_TASK TO COMPLETE_
Restate the records in their entirety, word for word.

_ENTRIES SUPPLIED_
++++

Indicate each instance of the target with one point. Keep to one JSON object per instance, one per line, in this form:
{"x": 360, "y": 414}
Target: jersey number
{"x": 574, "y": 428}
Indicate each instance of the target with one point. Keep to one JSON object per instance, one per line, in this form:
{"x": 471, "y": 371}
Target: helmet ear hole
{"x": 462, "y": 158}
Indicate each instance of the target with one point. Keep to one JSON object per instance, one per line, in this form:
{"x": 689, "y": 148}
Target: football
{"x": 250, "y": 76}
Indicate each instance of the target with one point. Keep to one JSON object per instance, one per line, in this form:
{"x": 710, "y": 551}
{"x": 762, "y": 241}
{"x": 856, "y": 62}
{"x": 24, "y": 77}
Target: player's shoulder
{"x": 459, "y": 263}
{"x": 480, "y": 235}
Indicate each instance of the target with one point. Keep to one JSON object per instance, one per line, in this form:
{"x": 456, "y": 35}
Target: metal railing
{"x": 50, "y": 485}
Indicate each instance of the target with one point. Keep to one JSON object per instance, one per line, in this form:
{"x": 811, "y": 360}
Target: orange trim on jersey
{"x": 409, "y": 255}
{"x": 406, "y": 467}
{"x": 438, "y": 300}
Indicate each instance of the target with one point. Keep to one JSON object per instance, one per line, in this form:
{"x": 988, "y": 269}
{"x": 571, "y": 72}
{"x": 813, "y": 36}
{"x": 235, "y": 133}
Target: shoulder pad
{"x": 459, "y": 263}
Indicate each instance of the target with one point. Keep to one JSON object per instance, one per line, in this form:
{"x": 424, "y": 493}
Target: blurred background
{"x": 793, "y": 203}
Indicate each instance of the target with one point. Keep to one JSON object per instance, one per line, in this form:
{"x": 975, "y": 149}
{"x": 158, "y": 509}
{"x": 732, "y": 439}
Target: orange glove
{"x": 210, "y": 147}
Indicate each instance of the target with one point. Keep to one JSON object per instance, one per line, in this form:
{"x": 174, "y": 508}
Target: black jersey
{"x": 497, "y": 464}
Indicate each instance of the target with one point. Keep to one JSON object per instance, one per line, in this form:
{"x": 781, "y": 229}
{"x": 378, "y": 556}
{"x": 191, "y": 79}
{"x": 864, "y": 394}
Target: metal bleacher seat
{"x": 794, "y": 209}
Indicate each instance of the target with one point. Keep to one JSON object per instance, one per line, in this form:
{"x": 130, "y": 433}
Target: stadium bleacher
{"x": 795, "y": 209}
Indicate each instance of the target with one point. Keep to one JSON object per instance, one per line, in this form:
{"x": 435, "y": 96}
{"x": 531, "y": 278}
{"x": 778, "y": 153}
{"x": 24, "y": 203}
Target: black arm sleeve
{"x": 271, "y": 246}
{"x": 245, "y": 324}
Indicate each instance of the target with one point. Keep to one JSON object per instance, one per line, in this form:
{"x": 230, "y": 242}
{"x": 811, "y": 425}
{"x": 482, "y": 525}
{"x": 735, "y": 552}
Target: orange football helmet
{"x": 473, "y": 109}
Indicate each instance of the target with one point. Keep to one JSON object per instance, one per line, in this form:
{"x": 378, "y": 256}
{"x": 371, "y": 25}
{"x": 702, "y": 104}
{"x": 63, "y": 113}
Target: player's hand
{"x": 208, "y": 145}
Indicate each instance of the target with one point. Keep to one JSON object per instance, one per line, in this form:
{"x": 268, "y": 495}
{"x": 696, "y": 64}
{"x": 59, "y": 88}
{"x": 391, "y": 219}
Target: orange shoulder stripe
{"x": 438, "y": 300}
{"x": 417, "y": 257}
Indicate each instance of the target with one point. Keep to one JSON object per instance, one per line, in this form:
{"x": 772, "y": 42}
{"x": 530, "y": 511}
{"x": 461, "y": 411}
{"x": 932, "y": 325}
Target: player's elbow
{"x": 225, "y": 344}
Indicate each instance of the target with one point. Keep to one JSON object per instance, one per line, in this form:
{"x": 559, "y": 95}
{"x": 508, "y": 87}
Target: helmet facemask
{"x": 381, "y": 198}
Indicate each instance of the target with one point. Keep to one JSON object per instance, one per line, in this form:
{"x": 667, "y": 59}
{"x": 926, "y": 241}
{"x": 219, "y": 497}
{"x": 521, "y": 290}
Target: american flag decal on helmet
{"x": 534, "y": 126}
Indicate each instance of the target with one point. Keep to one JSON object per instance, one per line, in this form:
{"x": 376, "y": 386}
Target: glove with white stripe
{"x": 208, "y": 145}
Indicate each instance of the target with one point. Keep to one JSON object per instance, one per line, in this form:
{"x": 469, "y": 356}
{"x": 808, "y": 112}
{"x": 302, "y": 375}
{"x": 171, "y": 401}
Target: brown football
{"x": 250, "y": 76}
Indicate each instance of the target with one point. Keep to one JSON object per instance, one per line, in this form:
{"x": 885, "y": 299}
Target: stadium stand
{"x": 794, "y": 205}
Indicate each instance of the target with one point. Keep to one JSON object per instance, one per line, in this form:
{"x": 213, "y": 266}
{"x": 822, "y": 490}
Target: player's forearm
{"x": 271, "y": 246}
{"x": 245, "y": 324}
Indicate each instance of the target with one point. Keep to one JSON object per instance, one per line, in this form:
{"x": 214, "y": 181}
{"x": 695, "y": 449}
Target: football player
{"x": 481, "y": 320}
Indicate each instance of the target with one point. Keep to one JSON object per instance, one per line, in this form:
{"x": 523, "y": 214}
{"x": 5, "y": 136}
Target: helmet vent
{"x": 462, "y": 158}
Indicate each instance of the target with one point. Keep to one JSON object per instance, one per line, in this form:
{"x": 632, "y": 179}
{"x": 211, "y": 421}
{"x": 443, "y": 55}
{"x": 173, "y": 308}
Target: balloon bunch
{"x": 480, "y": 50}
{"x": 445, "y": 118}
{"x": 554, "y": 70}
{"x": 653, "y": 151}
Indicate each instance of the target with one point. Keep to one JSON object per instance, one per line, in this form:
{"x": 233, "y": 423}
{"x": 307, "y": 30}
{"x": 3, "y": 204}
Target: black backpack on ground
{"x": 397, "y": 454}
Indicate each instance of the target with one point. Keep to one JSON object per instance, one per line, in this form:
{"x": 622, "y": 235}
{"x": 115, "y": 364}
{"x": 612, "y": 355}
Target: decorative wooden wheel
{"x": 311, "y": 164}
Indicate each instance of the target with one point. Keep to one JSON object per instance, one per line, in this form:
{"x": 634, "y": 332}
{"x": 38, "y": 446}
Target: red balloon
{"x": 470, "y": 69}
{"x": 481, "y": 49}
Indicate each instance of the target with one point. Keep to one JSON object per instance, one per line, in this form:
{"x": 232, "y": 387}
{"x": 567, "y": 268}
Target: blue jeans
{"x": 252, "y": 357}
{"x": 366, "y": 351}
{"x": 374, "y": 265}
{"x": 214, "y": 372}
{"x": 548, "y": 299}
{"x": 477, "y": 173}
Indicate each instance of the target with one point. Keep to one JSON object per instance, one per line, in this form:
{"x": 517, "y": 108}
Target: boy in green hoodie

++++

_REPLY TO THE EXERCISE_
Indicate each instance of the target with one point. Keep to one JSON object per instance, one per line, in this form:
{"x": 360, "y": 414}
Target: jersey number
{"x": 574, "y": 428}
Indicate each instance of the target with one point. Keep to one JSON object per instance, one per line, in this form:
{"x": 471, "y": 371}
Target: helmet ear hole
{"x": 462, "y": 158}
Indicate each instance of the target with one point. Keep to one JSON object per instance, one per line, in this form:
{"x": 689, "y": 148}
Target: football
{"x": 250, "y": 76}
Indicate each instance of the target with one point. Keep to one JSON object per instance, one per line, in this form:
{"x": 710, "y": 551}
{"x": 762, "y": 241}
{"x": 856, "y": 62}
{"x": 24, "y": 77}
Target: player's shoulder
{"x": 459, "y": 263}
{"x": 480, "y": 235}
Indicate each instance of the target with one point. Keep to one JSON object per instance, one per line, in this form:
{"x": 456, "y": 35}
Target: metal railing
{"x": 50, "y": 485}
Indicate each instance of the target with one point. Keep to one JSON object per instance, one per line, in this form:
{"x": 811, "y": 360}
Target: orange trim on jersey
{"x": 409, "y": 255}
{"x": 406, "y": 467}
{"x": 438, "y": 300}
Indicate each instance of the target with one point. Keep to one JSON object per instance, one per line, in this form:
{"x": 988, "y": 269}
{"x": 571, "y": 72}
{"x": 813, "y": 36}
{"x": 235, "y": 133}
Target: shoulder pad
{"x": 459, "y": 263}
Indicate each instance of the target with one point. Keep to one JSON object per instance, one per line, in this form:
{"x": 424, "y": 493}
Target: blurred background
{"x": 793, "y": 203}
Indicate each instance of the target with one point. Keep to one JSON object per instance, one per line, in this form:
{"x": 975, "y": 149}
{"x": 158, "y": 509}
{"x": 732, "y": 439}
Target: orange glove
{"x": 210, "y": 147}
Indicate each instance of the target with one point. Keep to one JSON object per instance, one per line, in this form:
{"x": 174, "y": 508}
Target: black jersey
{"x": 497, "y": 464}
Indicate each instance of the target with one point. Keep to one JSON object per instance, one per line, in this form:
{"x": 781, "y": 229}
{"x": 378, "y": 556}
{"x": 191, "y": 79}
{"x": 864, "y": 394}
Target: metal bleacher seat
{"x": 794, "y": 209}
Indicate each instance of the target with one point. Keep to one JSON object per instance, one per line, in this form:
{"x": 130, "y": 433}
Target: stadium bleacher
{"x": 795, "y": 209}
Indicate each instance of the target with one point. Keep to one JSON object per instance, one per line, in this form:
{"x": 435, "y": 96}
{"x": 531, "y": 278}
{"x": 778, "y": 153}
{"x": 24, "y": 203}
Target: black arm sleeve
{"x": 271, "y": 246}
{"x": 245, "y": 324}
Indicate each instance of the target with one point. Keep to one JSON object per instance, one per line, in this form:
{"x": 230, "y": 242}
{"x": 811, "y": 425}
{"x": 482, "y": 525}
{"x": 735, "y": 552}
Target: orange football helmet
{"x": 473, "y": 109}
Indicate each instance of the target with one point. Keep to one JSON object per instance, one per line, in this form:
{"x": 378, "y": 256}
{"x": 371, "y": 25}
{"x": 702, "y": 104}
{"x": 63, "y": 113}
Target: player's hand
{"x": 208, "y": 145}
Indicate each instance of the target with one point. Keep to one JSON object per instance, one per line, in this form:
{"x": 268, "y": 495}
{"x": 696, "y": 64}
{"x": 59, "y": 88}
{"x": 391, "y": 219}
Target: orange shoulder stripe
{"x": 438, "y": 300}
{"x": 417, "y": 257}
Indicate each instance of the target with one point. Keep to one JSON object per instance, one per line, in this form:
{"x": 772, "y": 42}
{"x": 530, "y": 511}
{"x": 461, "y": 411}
{"x": 932, "y": 325}
Target: player's elbow
{"x": 225, "y": 344}
Indicate each instance of the target with one point. Keep to one JSON object per instance, one per line, in this form:
{"x": 559, "y": 95}
{"x": 508, "y": 87}
Target: helmet facemask
{"x": 381, "y": 198}
Indicate each instance of the target with one point. Keep to one JSON object per instance, one per line, in this form:
{"x": 667, "y": 59}
{"x": 926, "y": 241}
{"x": 219, "y": 497}
{"x": 521, "y": 290}
Target: american flag decal on helmet
{"x": 534, "y": 126}
Indicate each instance of the target with one point. Keep to one JSON object per instance, one per line, in this form:
{"x": 376, "y": 386}
Target: glove with white stripe
{"x": 208, "y": 145}
Indicate each instance of the target with one point. Keep to one JSON object per instance, one per line, in this form:
{"x": 469, "y": 356}
{"x": 808, "y": 112}
{"x": 302, "y": 375}
{"x": 171, "y": 401}
Target: brown football
{"x": 250, "y": 76}
Indicate each instance of the target with one point. Keep to one JSON object per instance, one per line, in this form:
{"x": 885, "y": 299}
Target: stadium stand
{"x": 794, "y": 205}
Indicate each instance of the target with one point. Keep to one JSON object per instance, one per line, in this form:
{"x": 213, "y": 266}
{"x": 822, "y": 490}
Target: player's forearm
{"x": 271, "y": 246}
{"x": 245, "y": 324}
Indicate each instance of the target with one point. Keep to one JSON object per instance, one per line, in this form:
{"x": 214, "y": 181}
{"x": 695, "y": 449}
Target: football player
{"x": 481, "y": 320}
Indicate each instance of the target with one point. Keep to one JSON object per instance, one per line, in this form:
{"x": 523, "y": 214}
{"x": 5, "y": 136}
Target: helmet vent
{"x": 462, "y": 158}
Indicate each instance of the target with one point. Keep to one JSON object per instance, one per line, in this form:
{"x": 632, "y": 179}
{"x": 211, "y": 421}
{"x": 443, "y": 55}
{"x": 173, "y": 308}
Target: balloon bunch
{"x": 480, "y": 50}
{"x": 445, "y": 118}
{"x": 554, "y": 70}
{"x": 653, "y": 151}
Indicate each instance of the target with one point. Keep to one JSON object per instance, one per line, in this form:
{"x": 233, "y": 423}
{"x": 307, "y": 30}
{"x": 3, "y": 204}
Target: black backpack on ground
{"x": 397, "y": 454}
Indicate each instance of the target with one point. Keep to one JSON object per instance, one per line, in this form:
{"x": 622, "y": 235}
{"x": 115, "y": 364}
{"x": 612, "y": 355}
Target: decorative wooden wheel
{"x": 311, "y": 164}
Indicate each instance of the target with one point. Keep to one JSON object per instance, one per line, in this form:
{"x": 634, "y": 332}
{"x": 38, "y": 446}
Target: red balloon
{"x": 470, "y": 69}
{"x": 481, "y": 49}
Indicate each instance of the target with one point. Keep to one JSON object per instance, one per line, in this form:
{"x": 232, "y": 387}
{"x": 567, "y": 268}
Target: blue jeans
{"x": 252, "y": 357}
{"x": 366, "y": 351}
{"x": 374, "y": 265}
{"x": 214, "y": 372}
{"x": 548, "y": 299}
{"x": 477, "y": 173}
Indicate each instance of the target with one point. Keep to one JSON object per instance, one per line, in this form:
{"x": 517, "y": 108}
Target: boy in green hoodie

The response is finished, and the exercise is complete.